Énoncé de l'exercice: Poursuivez le texte ci-dessous sur Lassailly au temps des Jeunes-France, en reprenant après sa dernière phrase.

Extrait du document:
------------------------------

Pourtant ses amis ne l’abandonnèrent pas. Vigny multiplia pour lui les interventions auprès du ministre des Beaux-Arts, qui décida d’apporter une aide financière. En l’occurrence, la monarchie se montrait bonne fille, car on n’ignorait pas, par exemple, que Lassailly, au foyer de la Comédie française, aimait à faire remarquer que le buste de Louis-Philippe était judicieusement placé entre celui de Corneille et celui de Molière, c’est-à-dire, disait-il, entre l’auteur du Menteur et l’auteur de Tartuffe.

L’aide de l’Etat se révélant insuffisante, Lamartine fit même une quête à la Chambre des députés et les 455 francs ainsi recueillis, s’ajoutant aux 300 francs versés par le directeur des Beaux-Arts, permirent à sa sœur Léonide de placer Lassailly dans une clinique, où il a pu, comme on l’a dit, «faire en paix des rêves de gloire et de bonheur», en attendant la mort.

*

Ainsi, parti d’Orléans avec le rêve de devenir un grand poète comme Lamartine (ou, à défaut, un grand romancier), Lassailly a dû se résoudre à produire essentiellement des textes destinés à le faire vivre, même s’il ne renonça jamais à laisser s’exprimer ce qu’il croyait ses véritables talents. Il a donc mené une vie, somme toute, assez banale, qui ne suffit pas à justifier l’intérêt que ses contemporains lui ont porté.

Car il ne faut pas oublier que Lassailly a été très connu en son temps. Il a même eu, en 1838, sa statue en plâtre par le dessinateur, et un peu sculpteur, Alfred Géniole. Plusieurs écrivains se sont essayés à tracer son portrait physique et moral, par exemple Roger de Beauvoir dans Les Soupeurs de mon temps, ou Hippolyte Lucas dans ses Portraits et souvenirs littéraires.

En fait, Lassailly avait su, avec beaucoup d’habileté, se créer un personnage, ou plutôt plusieurs personnages successifs, qui se sont accordés parfaitement avec les modes et les thèmes de cette époque des années 1830-1840.


LES "PERSONNAGES" QU'A JOUÉS LASSAILLY

Le Jeune-France

D’abord, à peu près trois ans après son arrivée à Paris, on a vu Lassailly jouer au «Jeune-France» (on appelait ainsi les romantiques exaltés qui se donnaient pour mission, entre autres, de soutenir le théâtre moderne, celui de Hugo en particulier).

Lassailly fut donc présent parmi les jeunes chahuteurs qui animèrent la première représentation d’Hernani (en février 1830). On le retrouvera à la première de Marion Delorme (en 1831) et à celle du Roi s’amuse (en 1832). On connaît tout cela par le détail, et les anecdotes foisonnent. En 1831, par exemple, alors que tous les Jeunes-France s’étaient déguisés de manière excentrique, Lassailly arborait un gilet vert tendre, une casquette rouge à chaînette et, à la boutonnière, un énorme camélia qui lui avait coûté plus de cinq francs. L’année suivante, pendant que ses compagnons chantaient la Carmagnole et le Ça ira, il arrachait, lui, quelques banquettes du théâtre pour en faire des armes contre ceux qu’on appelait les «philistins».

------------------------------

Contenu des données:
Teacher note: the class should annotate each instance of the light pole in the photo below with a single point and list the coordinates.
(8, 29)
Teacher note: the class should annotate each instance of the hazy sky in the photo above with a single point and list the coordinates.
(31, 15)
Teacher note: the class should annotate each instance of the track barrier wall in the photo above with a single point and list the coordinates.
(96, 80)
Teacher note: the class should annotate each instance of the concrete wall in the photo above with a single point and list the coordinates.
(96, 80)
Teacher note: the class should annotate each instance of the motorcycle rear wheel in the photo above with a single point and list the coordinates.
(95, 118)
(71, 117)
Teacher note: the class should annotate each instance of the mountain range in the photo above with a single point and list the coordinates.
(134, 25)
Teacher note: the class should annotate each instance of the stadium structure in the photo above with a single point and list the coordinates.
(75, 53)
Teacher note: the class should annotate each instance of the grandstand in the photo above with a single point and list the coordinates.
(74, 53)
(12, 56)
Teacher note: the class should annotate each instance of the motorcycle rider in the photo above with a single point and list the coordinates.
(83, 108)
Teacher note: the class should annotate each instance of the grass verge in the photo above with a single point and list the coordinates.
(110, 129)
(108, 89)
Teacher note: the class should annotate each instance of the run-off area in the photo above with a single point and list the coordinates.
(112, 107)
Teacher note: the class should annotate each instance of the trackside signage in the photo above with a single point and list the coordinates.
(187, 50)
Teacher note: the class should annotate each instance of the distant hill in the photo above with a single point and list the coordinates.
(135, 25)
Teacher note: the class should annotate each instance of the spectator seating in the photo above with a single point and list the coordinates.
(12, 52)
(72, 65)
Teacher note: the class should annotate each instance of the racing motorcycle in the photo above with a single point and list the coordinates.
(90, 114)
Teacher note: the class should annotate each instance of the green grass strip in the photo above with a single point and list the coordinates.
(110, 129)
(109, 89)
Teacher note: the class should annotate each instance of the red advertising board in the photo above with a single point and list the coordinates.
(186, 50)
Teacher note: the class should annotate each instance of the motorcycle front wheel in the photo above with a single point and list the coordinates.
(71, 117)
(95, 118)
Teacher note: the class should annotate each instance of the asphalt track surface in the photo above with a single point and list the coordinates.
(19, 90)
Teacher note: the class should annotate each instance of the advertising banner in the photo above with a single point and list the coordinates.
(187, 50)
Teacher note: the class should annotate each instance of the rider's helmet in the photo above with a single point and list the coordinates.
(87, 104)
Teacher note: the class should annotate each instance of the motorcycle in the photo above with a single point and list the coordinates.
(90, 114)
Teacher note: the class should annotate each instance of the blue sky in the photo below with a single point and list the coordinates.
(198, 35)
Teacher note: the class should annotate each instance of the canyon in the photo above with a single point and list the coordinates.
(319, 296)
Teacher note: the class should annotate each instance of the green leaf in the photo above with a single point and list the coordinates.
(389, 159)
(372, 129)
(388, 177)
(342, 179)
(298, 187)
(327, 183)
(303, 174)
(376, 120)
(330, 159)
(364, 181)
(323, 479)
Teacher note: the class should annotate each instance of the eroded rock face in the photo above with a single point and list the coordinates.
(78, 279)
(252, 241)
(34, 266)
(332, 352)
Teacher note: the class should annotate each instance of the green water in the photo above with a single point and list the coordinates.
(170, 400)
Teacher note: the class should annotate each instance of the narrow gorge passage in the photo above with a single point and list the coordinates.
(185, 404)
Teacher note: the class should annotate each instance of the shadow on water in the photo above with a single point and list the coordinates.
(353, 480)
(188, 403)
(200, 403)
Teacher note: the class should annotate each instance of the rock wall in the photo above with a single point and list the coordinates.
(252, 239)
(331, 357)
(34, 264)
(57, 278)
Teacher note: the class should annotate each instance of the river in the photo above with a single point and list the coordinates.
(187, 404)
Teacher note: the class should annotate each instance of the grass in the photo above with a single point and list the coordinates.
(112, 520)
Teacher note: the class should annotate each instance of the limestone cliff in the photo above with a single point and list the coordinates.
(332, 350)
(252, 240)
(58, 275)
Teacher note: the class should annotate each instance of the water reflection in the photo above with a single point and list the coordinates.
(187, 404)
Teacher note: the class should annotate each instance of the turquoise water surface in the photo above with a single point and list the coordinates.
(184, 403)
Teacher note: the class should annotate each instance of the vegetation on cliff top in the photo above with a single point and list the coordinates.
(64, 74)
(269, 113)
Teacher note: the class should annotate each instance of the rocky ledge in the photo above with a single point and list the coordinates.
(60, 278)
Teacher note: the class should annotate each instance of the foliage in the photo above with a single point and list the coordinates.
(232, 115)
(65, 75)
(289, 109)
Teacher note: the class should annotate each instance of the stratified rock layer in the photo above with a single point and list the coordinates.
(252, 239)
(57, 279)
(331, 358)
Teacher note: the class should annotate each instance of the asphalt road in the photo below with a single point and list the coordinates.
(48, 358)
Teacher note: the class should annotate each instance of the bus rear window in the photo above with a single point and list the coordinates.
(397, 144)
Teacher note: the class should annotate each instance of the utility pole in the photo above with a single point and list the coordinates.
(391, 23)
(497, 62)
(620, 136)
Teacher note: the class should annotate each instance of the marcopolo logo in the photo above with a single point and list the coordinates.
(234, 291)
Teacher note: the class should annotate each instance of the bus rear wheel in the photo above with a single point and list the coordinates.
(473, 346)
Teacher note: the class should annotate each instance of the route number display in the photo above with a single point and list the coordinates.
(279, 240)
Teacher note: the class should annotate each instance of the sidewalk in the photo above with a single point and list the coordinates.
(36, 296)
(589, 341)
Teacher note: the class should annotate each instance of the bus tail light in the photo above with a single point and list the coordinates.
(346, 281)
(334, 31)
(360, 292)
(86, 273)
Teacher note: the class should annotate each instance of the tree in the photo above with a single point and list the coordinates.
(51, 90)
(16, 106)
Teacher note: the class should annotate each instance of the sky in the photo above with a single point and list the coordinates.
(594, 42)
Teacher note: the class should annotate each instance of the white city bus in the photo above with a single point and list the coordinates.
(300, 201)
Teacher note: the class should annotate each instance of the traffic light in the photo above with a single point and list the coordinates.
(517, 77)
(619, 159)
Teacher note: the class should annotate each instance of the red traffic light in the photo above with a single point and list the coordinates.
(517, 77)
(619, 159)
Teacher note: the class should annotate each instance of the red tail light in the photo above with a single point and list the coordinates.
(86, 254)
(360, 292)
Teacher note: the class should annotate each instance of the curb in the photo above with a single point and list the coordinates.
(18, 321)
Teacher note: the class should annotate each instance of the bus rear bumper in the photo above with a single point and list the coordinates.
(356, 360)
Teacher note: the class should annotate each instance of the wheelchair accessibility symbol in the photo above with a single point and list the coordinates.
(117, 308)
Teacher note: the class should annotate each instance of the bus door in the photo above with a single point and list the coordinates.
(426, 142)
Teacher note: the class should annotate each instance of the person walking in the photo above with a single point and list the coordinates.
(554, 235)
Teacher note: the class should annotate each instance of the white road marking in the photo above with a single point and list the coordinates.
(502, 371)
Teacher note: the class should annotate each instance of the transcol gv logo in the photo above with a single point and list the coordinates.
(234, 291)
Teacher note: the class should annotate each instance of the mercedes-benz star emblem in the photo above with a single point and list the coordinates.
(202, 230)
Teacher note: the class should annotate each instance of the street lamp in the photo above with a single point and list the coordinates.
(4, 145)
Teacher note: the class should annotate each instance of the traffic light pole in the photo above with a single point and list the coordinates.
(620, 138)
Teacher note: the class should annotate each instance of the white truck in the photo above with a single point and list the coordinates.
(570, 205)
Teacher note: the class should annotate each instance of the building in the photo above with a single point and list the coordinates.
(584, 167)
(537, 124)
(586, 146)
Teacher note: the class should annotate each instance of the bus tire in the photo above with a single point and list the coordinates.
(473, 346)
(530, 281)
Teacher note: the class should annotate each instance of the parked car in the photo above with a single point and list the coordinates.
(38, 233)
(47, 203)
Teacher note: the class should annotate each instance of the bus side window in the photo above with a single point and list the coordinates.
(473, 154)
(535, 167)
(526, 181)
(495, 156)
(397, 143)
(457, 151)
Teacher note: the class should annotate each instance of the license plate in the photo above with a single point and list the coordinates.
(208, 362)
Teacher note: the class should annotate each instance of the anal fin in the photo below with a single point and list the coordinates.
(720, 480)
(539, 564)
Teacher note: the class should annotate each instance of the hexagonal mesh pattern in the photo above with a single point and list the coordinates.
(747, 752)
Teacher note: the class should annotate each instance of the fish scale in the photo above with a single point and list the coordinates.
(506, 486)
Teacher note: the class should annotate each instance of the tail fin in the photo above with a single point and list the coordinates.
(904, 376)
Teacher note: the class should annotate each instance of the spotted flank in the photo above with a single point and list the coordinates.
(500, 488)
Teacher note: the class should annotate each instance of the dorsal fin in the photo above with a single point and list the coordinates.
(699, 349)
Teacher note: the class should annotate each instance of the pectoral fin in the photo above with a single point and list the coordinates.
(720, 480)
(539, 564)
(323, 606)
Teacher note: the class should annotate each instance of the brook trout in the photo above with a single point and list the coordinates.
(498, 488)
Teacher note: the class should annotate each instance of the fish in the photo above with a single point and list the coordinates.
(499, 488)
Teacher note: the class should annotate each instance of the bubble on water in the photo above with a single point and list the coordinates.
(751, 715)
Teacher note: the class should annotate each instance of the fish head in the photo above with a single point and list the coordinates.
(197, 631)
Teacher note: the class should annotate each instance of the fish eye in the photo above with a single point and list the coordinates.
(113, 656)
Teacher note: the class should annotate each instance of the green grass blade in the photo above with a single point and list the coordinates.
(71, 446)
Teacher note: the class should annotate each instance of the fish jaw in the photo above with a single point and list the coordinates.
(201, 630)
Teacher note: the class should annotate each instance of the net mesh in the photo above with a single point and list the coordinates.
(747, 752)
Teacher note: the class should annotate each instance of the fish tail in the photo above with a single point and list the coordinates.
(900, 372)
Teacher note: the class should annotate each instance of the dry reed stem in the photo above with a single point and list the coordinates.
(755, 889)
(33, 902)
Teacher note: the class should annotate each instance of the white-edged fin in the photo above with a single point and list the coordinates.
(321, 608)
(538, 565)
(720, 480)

------------------------------

Résultat de l'exercice:
S’il participait à ces extravagances, c’est que Lassailly — venu de sa province et avide de reconnaissance sociale — voulait se faire admettre dans ce groupe des «Jeunes-France», dont l’état d’esprit correspondait assez bien avec le sien. Comme lui, ils pratiquaient une sorte de dandysme à rebours; comme lui, ils vivaient leur misère, tant matérielle que morale, comme une ascèse nécessaire. Ne pouvant supporter la société telle qu’elle était, avant et après 1830, ils avaient décidé de scandaliser — par leur comportement et par leurs écrits — afin, pensaient-ils, de réveiller les consciences. C’est cela que Lassailly a surtout retenu de la fréquentation de ces jeunes gens dont les chimères se payaient, le plus souvent, au prix de la folie, voire du suicide, comme ce fut le cas pour Gérard de Nerval. Parmi ces «brigands de la pensée», comme on les a appelés, on peut citer Philothée O’Neddy (anagramme de Théophile Dondey) Pétrus Borel (en réalité Pierre Borel d’Hauterive), Aloysius Bertrand et le beaunois Xavier Forneret.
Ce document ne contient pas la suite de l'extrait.